* What to do *
Find every line in the lines below that contains the string "rough", and copy each of those lines in full.

* Data records *
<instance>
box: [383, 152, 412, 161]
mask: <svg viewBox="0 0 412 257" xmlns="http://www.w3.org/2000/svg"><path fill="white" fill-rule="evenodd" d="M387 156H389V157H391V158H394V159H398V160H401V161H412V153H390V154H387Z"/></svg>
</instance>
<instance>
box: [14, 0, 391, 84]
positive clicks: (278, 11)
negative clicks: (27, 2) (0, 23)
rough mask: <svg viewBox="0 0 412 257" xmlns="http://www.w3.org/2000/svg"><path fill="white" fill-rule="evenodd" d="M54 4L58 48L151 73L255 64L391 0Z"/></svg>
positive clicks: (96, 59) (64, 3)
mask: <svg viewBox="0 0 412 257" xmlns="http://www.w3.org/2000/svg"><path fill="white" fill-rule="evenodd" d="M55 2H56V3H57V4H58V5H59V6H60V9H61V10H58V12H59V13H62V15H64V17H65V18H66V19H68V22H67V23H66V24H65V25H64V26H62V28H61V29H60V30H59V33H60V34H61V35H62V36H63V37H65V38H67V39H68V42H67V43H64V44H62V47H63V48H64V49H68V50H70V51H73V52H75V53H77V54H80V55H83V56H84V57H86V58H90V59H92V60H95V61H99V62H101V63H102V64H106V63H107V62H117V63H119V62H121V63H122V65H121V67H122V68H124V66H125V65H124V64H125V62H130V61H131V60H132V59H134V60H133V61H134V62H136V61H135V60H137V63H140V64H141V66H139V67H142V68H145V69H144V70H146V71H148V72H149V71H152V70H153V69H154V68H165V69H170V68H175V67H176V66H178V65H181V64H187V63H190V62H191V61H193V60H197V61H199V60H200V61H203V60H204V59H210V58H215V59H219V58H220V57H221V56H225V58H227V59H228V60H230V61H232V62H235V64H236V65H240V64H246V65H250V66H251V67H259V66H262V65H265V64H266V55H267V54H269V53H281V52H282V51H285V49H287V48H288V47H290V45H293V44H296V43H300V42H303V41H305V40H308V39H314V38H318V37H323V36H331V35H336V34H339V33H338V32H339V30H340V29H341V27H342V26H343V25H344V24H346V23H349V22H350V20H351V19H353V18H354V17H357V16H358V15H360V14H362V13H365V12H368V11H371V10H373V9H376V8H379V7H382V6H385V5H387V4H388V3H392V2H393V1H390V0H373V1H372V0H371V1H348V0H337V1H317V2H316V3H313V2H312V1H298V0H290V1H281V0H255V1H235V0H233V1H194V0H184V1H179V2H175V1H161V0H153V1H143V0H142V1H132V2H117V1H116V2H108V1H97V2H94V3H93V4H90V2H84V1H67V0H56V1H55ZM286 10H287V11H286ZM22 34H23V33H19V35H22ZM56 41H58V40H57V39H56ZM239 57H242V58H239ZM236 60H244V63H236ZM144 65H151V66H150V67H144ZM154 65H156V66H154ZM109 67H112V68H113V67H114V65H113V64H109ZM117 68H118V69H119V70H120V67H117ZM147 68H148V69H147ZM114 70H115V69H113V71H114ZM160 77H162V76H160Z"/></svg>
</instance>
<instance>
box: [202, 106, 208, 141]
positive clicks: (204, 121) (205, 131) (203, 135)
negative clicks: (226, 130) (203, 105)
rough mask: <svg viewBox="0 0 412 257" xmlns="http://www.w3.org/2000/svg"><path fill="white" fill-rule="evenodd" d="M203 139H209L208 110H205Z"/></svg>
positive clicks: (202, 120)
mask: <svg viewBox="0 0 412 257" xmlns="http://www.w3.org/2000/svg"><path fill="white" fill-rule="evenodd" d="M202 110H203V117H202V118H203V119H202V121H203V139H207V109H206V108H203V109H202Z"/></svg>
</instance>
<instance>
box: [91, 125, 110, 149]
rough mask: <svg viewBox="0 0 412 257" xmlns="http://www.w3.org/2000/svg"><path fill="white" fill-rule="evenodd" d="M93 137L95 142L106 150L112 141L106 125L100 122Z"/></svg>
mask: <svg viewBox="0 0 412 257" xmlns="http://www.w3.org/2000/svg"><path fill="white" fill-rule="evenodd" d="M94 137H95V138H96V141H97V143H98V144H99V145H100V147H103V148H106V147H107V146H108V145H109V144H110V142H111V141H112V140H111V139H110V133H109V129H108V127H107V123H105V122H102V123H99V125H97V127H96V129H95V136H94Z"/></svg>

* Task output *
rough mask: <svg viewBox="0 0 412 257" xmlns="http://www.w3.org/2000/svg"><path fill="white" fill-rule="evenodd" d="M54 4L58 48L151 73L255 64L391 0Z"/></svg>
rough mask: <svg viewBox="0 0 412 257" xmlns="http://www.w3.org/2000/svg"><path fill="white" fill-rule="evenodd" d="M203 139H209L208 110H205Z"/></svg>
rough mask: <svg viewBox="0 0 412 257" xmlns="http://www.w3.org/2000/svg"><path fill="white" fill-rule="evenodd" d="M93 137L95 142L106 150L112 141L106 125L100 122Z"/></svg>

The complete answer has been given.